MATERIAL SUPPLIED:
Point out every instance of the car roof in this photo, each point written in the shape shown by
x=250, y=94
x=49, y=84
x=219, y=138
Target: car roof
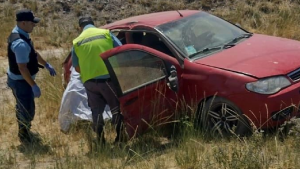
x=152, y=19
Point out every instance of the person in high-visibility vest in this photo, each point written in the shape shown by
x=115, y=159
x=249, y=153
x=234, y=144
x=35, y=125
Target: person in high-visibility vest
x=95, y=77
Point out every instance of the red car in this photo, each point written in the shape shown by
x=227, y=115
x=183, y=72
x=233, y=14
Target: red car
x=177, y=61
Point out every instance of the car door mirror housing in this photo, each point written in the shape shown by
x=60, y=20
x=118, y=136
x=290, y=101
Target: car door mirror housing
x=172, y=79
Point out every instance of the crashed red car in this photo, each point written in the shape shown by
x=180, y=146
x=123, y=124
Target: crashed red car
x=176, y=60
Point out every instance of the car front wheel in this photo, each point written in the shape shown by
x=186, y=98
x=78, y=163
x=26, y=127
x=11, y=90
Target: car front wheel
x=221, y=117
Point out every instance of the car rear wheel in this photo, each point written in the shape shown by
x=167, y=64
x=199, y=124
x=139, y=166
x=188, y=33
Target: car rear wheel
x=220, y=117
* * *
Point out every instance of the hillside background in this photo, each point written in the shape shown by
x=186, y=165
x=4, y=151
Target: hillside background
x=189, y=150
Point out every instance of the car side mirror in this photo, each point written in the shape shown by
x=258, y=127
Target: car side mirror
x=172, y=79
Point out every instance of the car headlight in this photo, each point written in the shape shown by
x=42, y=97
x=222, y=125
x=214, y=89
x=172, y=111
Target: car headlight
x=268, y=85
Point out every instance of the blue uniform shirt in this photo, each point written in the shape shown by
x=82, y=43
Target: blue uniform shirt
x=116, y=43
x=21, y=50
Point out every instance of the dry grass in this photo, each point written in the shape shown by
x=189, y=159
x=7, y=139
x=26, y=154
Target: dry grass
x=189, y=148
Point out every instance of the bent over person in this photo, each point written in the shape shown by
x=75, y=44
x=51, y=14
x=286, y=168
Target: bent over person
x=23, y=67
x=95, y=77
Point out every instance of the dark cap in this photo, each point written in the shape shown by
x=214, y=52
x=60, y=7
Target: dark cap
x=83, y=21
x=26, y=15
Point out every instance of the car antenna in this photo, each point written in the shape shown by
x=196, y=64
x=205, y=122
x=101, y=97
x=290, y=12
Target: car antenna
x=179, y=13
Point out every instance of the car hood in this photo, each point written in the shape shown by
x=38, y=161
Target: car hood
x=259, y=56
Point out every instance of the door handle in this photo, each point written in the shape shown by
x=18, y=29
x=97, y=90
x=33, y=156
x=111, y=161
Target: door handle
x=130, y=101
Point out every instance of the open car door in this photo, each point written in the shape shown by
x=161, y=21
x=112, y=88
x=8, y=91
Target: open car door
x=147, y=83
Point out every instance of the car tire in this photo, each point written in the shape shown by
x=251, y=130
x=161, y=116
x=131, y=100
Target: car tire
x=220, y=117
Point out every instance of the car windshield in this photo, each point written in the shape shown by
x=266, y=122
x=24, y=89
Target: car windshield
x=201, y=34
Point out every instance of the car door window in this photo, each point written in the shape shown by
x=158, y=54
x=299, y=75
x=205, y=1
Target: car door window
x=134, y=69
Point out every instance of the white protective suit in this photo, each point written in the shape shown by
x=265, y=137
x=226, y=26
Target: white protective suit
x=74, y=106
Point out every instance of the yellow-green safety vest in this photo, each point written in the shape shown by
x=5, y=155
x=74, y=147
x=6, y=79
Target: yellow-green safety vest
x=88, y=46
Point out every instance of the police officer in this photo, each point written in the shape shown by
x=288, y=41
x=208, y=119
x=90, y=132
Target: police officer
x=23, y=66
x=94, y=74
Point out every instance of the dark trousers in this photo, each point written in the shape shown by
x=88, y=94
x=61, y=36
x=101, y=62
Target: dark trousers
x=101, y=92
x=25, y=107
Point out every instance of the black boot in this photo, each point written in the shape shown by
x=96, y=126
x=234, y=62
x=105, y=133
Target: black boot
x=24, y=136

PROBLEM STATEMENT: Where the listing above reaches the line that contains "x=26, y=154", start retyping, and finish with the line that contains "Point out every instance of the open"; reproduce those lines exactly and no others.

WRITTEN RESPONSE:
x=26, y=154
Target: dry grass
x=189, y=148
Point out every instance of the bent over person in this photo, each point written in the shape shown by
x=75, y=44
x=51, y=14
x=286, y=168
Target: bent over person
x=23, y=67
x=95, y=77
Point out every instance of the dark cap in this photo, each point written in the shape shown by
x=214, y=52
x=60, y=7
Target: dark cap
x=83, y=21
x=26, y=15
Point out every instance of the car antenna in this photo, each point written in the shape shown by
x=196, y=64
x=205, y=122
x=101, y=97
x=290, y=12
Target: car antenna
x=179, y=13
Point out every instance of the car hood in this photo, each point written in the shape shown by
x=38, y=161
Target: car hood
x=259, y=56
Point out every instance of the door handle in this photo, each point written in the shape shown by
x=18, y=29
x=97, y=90
x=33, y=156
x=111, y=161
Target: door handle
x=130, y=101
Point out every instance of the open car door in this photo, each point written in the shape shown by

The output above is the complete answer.